Copy each of the records below word for word, keeping every line unchanged.

-------- Dataset entries

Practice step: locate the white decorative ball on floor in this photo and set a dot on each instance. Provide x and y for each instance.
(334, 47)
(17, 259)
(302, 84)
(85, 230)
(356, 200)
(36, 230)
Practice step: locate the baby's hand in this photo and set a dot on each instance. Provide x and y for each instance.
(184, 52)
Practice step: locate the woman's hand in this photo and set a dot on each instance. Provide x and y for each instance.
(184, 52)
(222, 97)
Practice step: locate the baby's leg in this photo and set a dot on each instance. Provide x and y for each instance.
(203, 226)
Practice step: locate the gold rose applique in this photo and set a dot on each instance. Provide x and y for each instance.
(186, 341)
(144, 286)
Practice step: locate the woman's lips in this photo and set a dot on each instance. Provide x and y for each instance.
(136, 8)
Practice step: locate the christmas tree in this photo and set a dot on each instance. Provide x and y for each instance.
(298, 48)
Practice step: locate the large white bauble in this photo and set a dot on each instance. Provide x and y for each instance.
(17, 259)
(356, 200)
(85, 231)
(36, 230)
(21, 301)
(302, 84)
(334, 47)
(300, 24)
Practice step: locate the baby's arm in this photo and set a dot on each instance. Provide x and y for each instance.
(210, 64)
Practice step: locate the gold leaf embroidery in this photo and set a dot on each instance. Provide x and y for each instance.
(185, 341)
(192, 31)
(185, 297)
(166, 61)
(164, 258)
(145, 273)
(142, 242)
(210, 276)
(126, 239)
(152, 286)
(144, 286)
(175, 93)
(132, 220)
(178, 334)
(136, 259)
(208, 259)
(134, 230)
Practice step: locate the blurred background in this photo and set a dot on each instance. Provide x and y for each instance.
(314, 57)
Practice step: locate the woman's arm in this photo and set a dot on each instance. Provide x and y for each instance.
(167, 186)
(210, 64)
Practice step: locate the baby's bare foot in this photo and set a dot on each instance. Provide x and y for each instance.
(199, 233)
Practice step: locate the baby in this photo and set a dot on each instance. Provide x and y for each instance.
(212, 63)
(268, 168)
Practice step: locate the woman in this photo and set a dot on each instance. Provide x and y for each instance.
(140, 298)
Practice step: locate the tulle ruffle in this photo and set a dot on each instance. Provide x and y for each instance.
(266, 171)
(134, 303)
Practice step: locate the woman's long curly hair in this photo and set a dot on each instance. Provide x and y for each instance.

----------------

▸ **Result of the exercise**:
Practice step: locate the white decorative ball on floor in this photo and set a dot on each instance. Provide x and y for each instance.
(334, 47)
(17, 259)
(302, 84)
(85, 230)
(356, 200)
(36, 230)
Practice step: locate the baby's hand in this photo and set a dot on each instance. Provide x and y for each instance.
(184, 52)
Practice step: locate the woman's hand in this photo and set a dot on each instance. Provide x and y for each instance.
(184, 52)
(222, 97)
Practice step: locate the baby's leg in this photo and set a dot on each instance. Provide x and y for each instance.
(203, 226)
Practice step: locate the gold rose applique in this photo and set a dot on each instance. Provide x and y for each instance.
(186, 341)
(144, 286)
Practice step: locate the woman's lips in this photo and set a dot on each instance. Provide x and y for each instance.
(136, 8)
Practice step: locate the christmas tree in this photo and set a dot on each instance. Provide x and y for each instance.
(298, 48)
Practice step: locate the large white bauble in this photo and set a dot on each instance. Provide x and y for each instance.
(17, 259)
(356, 200)
(85, 231)
(36, 230)
(21, 301)
(302, 84)
(334, 47)
(300, 24)
Practice step: locate the baby's arm in this photo and set a dot on each instance. Provide x and y for each instance.
(210, 64)
Practice step: locate the gold leaf embroidery in this photo and set a dot on each instance. Provide x and y for each instance.
(185, 341)
(192, 31)
(185, 297)
(166, 61)
(164, 258)
(145, 273)
(142, 242)
(210, 276)
(126, 239)
(152, 286)
(144, 286)
(175, 93)
(132, 220)
(178, 334)
(136, 259)
(208, 259)
(134, 230)
Practice step: locate the blurred background in this photo and set a dot on each instance. Provide x and y for each instance.
(314, 57)
Practice step: locate the woman's arm in this photo and set a dot on each instance. Provide x and y for each instance.
(167, 186)
(210, 64)
Practice step: locate the baby's bare foot in this photo and set a dot on each instance. Provide x and y for each instance.
(199, 233)
Practice step: locate the baby in this photo and set a dot on each instance. Provide x and y for each instance.
(212, 63)
(268, 168)
Practice step: locate the woman in this photo and set a dot on each instance. Provide x and y for each instance.
(140, 298)
Practice step: locate the tulle ruffle in this photo and set a dot on each instance. Provide x and y for each instance.
(266, 171)
(134, 303)
Practice step: locate the woman's long curly hair in this photo and set a dot on each instance. Provide x and y for each instance.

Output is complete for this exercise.